SOURCE PASSAGE:
- Opening Delimiter -

For advisors, this kind of care can mean working with clients, their families and their legal teams to hash out the details of a will or trust before the worst happens and making a comprehensive plan for how to handle potential road bumps. I know an advisor who holds annual “legacy planning meetings,” inviting the entire family and their estate planners, accountants and other trusted advisors to talk through the nuances of inherited wealth.
Advisors also often work with their older clients to ensure that the fortune they worked for their entire lives can be left to their family when they’re gone, not swallowed up by medical costs in the last few years of their lives or handed to the government in the form of taxes. Unfortunately, this situation is all too common, as around-the-clock care for conditions such as Alzheimer’s can cost in the tens of thousands every month, and the cost of medication and unexpected surgeries only escalates as we age.
However, the financial burden of getting older can be somewhat mitigated through savvy advising and careful timing. For example, moving assets out of the client’s hands and into a trust designated to a child or grandchild can help an elderly client qualify for assistance from Medicare, while still preserving the family’s generational wealth. Advisors also play an important role in reviewing the tax-planning benefits of various life insurance strategies.
#4 – Finding Wealth in Favorite Things
Hobbies and activities can bring wealth into a person’s life by allowing them to devote their time and money to their passions, and advisors can help clients pursue their individual hobbies in a variety of ways.

- Closing Delimiter -

TASKS AND EXERCISES:
a) Name everyone the advisor invites to the annual "legacy planning meetings" described in the passage on financial advising.
b) Rewrite the part of the passage on financial advising starting with "Advisors also often" and going on through "escalates as we age.", replacing "medication" with "prescription drugs".

DATA SECTION:

- Opening Delimiter -

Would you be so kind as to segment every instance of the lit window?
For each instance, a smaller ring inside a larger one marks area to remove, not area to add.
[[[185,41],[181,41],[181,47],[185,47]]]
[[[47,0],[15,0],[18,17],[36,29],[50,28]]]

- Closing Delimiter -

WRITTEN RESPONSES:
a) The entire family, their estate planners, accountants, and other trusted advisors.

b)
Advisors also often work with their older clients to ensure that the fortune they worked for their entire lives can be left to their family when they’re gone, not swallowed up by medical costs in the last few years of their lives or handed to the government in the form of taxes. Unfortunately, this situation is all too common, as around-the-clock care for conditions such as Alzheimer’s can cost in the tens of thousands every month, and the cost of prescription drugs and unexpected surgeries only escalates as we age.